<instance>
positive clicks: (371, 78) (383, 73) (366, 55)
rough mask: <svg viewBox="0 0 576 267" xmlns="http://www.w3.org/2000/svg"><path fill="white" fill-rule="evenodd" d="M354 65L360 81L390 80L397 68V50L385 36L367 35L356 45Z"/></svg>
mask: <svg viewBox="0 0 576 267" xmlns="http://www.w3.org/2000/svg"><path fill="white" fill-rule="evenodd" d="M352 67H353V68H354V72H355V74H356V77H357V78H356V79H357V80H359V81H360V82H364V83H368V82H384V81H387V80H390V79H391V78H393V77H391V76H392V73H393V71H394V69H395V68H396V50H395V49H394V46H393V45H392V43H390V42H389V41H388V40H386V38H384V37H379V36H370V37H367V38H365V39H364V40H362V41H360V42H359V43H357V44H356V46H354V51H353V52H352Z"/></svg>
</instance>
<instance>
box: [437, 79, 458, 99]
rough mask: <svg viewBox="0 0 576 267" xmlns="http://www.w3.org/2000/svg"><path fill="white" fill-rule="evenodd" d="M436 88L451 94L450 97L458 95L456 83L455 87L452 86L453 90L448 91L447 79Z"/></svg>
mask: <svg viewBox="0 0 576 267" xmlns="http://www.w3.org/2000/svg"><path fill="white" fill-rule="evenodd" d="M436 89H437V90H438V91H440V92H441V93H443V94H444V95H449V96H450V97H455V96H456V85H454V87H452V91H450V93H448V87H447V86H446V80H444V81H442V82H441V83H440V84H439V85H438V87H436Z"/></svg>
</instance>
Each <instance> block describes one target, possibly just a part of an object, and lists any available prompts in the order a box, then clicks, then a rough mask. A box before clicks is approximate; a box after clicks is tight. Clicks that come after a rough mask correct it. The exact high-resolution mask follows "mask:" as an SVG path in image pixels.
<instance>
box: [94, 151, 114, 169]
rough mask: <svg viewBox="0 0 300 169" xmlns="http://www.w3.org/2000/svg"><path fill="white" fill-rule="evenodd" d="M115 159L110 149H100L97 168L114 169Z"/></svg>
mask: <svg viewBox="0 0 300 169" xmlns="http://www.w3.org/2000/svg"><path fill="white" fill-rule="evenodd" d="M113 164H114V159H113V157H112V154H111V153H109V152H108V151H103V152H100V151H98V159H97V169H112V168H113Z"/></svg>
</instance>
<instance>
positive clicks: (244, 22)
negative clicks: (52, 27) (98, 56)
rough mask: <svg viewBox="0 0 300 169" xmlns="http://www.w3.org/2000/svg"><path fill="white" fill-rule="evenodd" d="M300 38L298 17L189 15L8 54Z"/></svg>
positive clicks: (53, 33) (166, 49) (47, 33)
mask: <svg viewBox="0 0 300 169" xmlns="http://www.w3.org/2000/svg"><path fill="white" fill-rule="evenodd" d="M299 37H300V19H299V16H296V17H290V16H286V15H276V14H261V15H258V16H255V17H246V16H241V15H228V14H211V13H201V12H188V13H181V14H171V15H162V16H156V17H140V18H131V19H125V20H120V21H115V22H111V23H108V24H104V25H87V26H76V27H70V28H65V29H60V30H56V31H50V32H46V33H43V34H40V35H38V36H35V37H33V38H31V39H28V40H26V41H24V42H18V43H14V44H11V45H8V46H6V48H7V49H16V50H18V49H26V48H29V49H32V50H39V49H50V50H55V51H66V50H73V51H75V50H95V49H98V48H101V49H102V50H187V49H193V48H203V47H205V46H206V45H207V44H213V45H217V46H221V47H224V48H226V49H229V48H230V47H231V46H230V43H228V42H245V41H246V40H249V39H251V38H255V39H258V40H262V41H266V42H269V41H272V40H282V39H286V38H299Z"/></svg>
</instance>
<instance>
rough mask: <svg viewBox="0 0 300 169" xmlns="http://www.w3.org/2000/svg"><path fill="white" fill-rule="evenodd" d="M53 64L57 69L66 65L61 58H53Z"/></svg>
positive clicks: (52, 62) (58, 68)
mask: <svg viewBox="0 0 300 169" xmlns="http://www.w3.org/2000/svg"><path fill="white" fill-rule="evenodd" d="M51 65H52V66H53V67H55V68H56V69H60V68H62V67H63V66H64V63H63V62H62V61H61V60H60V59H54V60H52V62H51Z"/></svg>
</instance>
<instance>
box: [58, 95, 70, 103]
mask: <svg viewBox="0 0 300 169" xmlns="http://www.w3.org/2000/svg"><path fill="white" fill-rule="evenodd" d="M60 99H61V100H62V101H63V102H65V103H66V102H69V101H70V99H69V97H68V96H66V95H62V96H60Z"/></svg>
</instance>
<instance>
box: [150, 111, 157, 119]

□ □ □ □ □ □ □

What to produce
Word for word, restate the entries that appear above.

Output for this exercise
<instance>
positive clicks: (371, 78) (383, 73) (366, 55)
rough mask: <svg viewBox="0 0 576 267" xmlns="http://www.w3.org/2000/svg"><path fill="white" fill-rule="evenodd" d="M354 65L360 81L390 80L397 68V50L385 36L367 35L356 45Z"/></svg>
mask: <svg viewBox="0 0 576 267" xmlns="http://www.w3.org/2000/svg"><path fill="white" fill-rule="evenodd" d="M352 67H353V68H354V72H355V74H356V77H357V78H356V79H357V80H359V81H360V82H364V83H368V82H384V81H387V80H390V79H391V78H393V77H391V76H392V73H393V71H394V69H395V68H396V50H395V49H394V46H393V45H392V43H390V42H389V41H388V40H386V38H384V37H379V36H370V37H367V38H365V39H364V40H362V41H360V42H359V43H357V44H356V46H354V51H353V52H352Z"/></svg>
</instance>
<instance>
box: [437, 79, 458, 99]
rough mask: <svg viewBox="0 0 576 267" xmlns="http://www.w3.org/2000/svg"><path fill="white" fill-rule="evenodd" d="M436 88L451 94L450 97L458 95L456 83L455 87L452 86L453 90L448 91L447 79Z"/></svg>
mask: <svg viewBox="0 0 576 267" xmlns="http://www.w3.org/2000/svg"><path fill="white" fill-rule="evenodd" d="M436 89H437V90H438V91H440V92H441V93H443V94H444V95H449V96H450V97H455V96H456V85H454V87H452V91H450V93H448V87H447V86H446V80H444V81H442V82H441V83H440V84H439V85H438V87H436Z"/></svg>
</instance>
Each <instance> block describes one target, possibly just a part of an object, and lists any available prompts in the order a box, then clicks, then a rough mask. A box before clicks is approximate; a box after clicks is tight. Clicks that come after a rough mask correct it. The exact high-resolution mask follows "mask:" as an SVG path in image pixels.
<instance>
box: [94, 151, 114, 169]
rough mask: <svg viewBox="0 0 300 169" xmlns="http://www.w3.org/2000/svg"><path fill="white" fill-rule="evenodd" d="M115 159L110 149H100L97 168L114 169Z"/></svg>
mask: <svg viewBox="0 0 300 169" xmlns="http://www.w3.org/2000/svg"><path fill="white" fill-rule="evenodd" d="M113 164H114V159H113V157H112V154H111V153H109V152H108V151H103V152H100V151H98V159H97V169H112V168H113Z"/></svg>
</instance>
<instance>
positive clicks: (244, 22)
negative clicks: (52, 27) (98, 56)
rough mask: <svg viewBox="0 0 300 169" xmlns="http://www.w3.org/2000/svg"><path fill="white" fill-rule="evenodd" d="M300 38L298 17L189 15L8 54Z"/></svg>
positive clicks: (53, 33) (166, 49) (47, 33)
mask: <svg viewBox="0 0 300 169" xmlns="http://www.w3.org/2000/svg"><path fill="white" fill-rule="evenodd" d="M299 37H300V19H299V16H296V17H290V16H286V15H276V14H261V15H258V16H255V17H246V16H241V15H228V14H211V13H201V12H188V13H181V14H171V15H162V16H156V17H140V18H131V19H125V20H120V21H115V22H111V23H108V24H104V25H87V26H76V27H70V28H65V29H60V30H56V31H50V32H46V33H43V34H40V35H38V36H35V37H33V38H31V39H28V40H26V41H24V42H18V43H14V44H11V45H8V46H6V48H7V49H16V50H18V49H26V48H29V49H32V50H39V49H50V50H55V51H66V50H73V51H75V50H95V49H98V48H101V49H102V50H187V49H193V48H203V47H205V46H206V45H207V44H213V45H217V46H221V47H224V48H226V49H229V48H230V47H231V46H230V43H228V42H245V41H246V40H249V39H251V38H255V39H258V40H262V41H266V42H269V41H272V40H282V39H286V38H299Z"/></svg>
</instance>
<instance>
rough mask: <svg viewBox="0 0 300 169" xmlns="http://www.w3.org/2000/svg"><path fill="white" fill-rule="evenodd" d="M53 64L57 69L66 65L61 58H53Z"/></svg>
positive clicks: (52, 62) (58, 68)
mask: <svg viewBox="0 0 300 169" xmlns="http://www.w3.org/2000/svg"><path fill="white" fill-rule="evenodd" d="M51 65H52V66H53V67H55V68H56V69H60V68H62V67H63V66H64V63H63V62H62V61H61V60H60V59H54V60H52V62H51Z"/></svg>
</instance>
<instance>
box: [58, 95, 70, 103]
mask: <svg viewBox="0 0 300 169" xmlns="http://www.w3.org/2000/svg"><path fill="white" fill-rule="evenodd" d="M60 99H61V100H62V101H63V102H65V103H66V102H69V101H70V99H69V97H68V96H66V95H62V96H60Z"/></svg>
</instance>
<instance>
box: [150, 111, 157, 119]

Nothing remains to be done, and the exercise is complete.